■ **Task statement**:
What must be handed in is the entire listing, exactly as written, with no pictures.

....

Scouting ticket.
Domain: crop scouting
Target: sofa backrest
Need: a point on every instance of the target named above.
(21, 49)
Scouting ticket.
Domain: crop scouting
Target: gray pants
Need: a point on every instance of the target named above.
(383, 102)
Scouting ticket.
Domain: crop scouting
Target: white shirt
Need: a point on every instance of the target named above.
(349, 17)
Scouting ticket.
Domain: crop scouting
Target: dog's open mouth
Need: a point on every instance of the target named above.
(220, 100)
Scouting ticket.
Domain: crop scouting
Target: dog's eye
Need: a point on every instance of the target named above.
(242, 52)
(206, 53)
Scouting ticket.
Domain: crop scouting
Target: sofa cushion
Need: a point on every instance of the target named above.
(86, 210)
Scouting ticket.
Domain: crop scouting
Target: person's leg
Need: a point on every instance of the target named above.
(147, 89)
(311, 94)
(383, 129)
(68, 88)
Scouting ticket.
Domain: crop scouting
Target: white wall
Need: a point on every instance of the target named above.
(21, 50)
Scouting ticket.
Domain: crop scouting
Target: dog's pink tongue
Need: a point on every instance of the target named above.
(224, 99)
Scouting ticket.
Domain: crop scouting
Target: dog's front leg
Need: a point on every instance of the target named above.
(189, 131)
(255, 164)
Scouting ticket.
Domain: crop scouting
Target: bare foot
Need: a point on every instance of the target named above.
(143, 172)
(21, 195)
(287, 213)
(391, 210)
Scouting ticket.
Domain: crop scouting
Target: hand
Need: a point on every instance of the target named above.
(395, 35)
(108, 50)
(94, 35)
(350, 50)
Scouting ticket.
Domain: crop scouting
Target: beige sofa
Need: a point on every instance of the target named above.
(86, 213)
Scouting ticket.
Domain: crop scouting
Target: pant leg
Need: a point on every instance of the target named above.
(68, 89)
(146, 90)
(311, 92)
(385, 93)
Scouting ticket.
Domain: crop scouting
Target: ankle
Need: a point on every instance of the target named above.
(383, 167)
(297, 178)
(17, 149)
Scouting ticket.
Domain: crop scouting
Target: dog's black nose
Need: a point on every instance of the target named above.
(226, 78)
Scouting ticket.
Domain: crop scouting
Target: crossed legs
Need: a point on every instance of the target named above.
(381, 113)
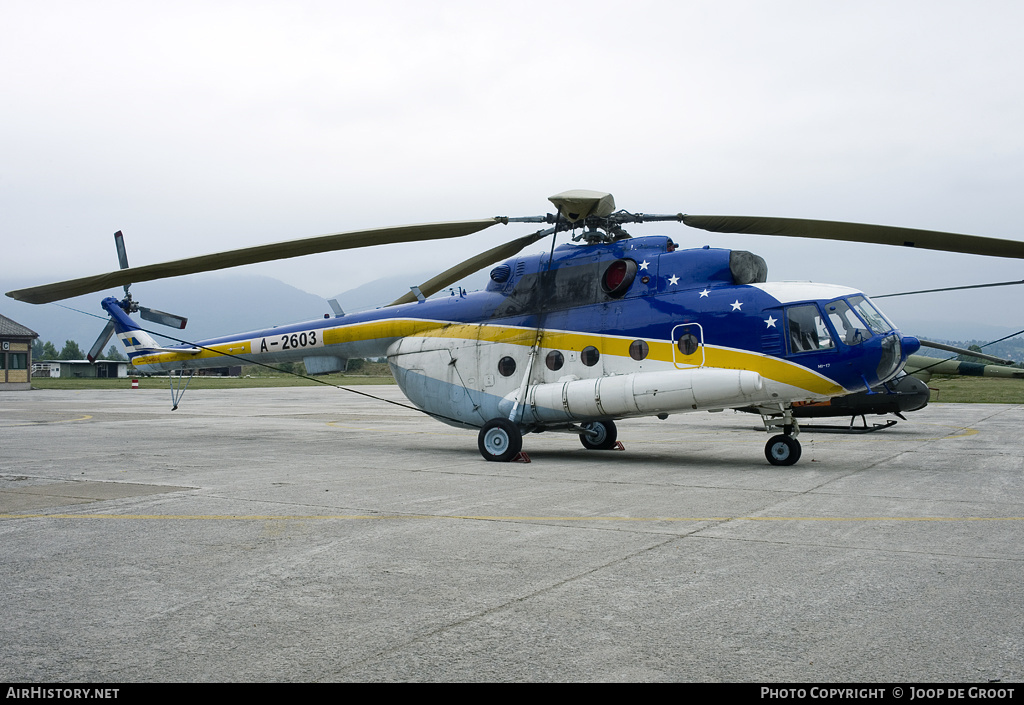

....

■ **Solved exercise**:
Scouting ticket.
Domain: crop scouting
Target: sofa backrest
Need: a point on every instance of the target named above.
(21, 49)
Scouting ticket.
Domain: crop scouting
Target: gray pants
Need: a point on every instance of the target named above.
(383, 102)
Scouting ticket.
Domain: crop scouting
Target: white shirt
Need: a point on every instance of the target named above.
(349, 17)
Scouting ticket.
Domain: crop scouting
Target: dog's open mouth
Need: a point on every instance of the target named above.
(220, 100)
Scouting ticket.
Domain: crop scouting
Target: dog's eye
Need: a point on every instance of the target named above.
(242, 52)
(206, 53)
Scouting ticket.
Domain: crop scouting
Target: sofa cushion
Need: a point on every instance of the target named above.
(86, 210)
Scouting ticket.
Domain: crop scouting
Target: person's leg
Need: a point on every instance of the target named above.
(147, 89)
(311, 94)
(383, 129)
(68, 88)
Scouting ticket.
Domain: crop scouting
Target: white wall
Need: a point on every instance of the target named above.
(21, 50)
Scouting ticket.
Domain: crop scouting
Target: dog's pink tongue
Need: a point on every instance of the target named above.
(224, 99)
Scouting ticket.
Domain: crop scouting
Target: dog's front leg
Need: a point on every instance of the target named above.
(189, 131)
(255, 164)
Scouting ticket.
Domain: crop scouting
Target: bare foot
Need: a point on every instance of the target named above.
(143, 172)
(21, 195)
(287, 213)
(391, 210)
Scouting ticket.
Domain: crop scouting
Target: hand
Need: a point on every instance of the target named above.
(395, 35)
(108, 50)
(94, 35)
(350, 50)
Scouting ticket.
Domain: crop scouting
Target: beige sofa
Need: a point on every instance of the target named above.
(86, 213)
Scouting ticket.
Domain: crop scouting
Target: pant leg
Need: a point on every instance of the target named above.
(68, 89)
(146, 90)
(311, 92)
(385, 93)
Scouting ticket.
Domain: crop scouting
Target: ankle
Need: a point on every instance of the target named above.
(383, 167)
(297, 178)
(17, 149)
Scouting ticket.
Domain: crop scouting
Target: dog's black nose
Need: a point on every instance of the target named above.
(226, 78)
Scouting ticket.
Domain: crop scouting
Target: crossed legs
Need: a point on every instance of the target named above.
(381, 113)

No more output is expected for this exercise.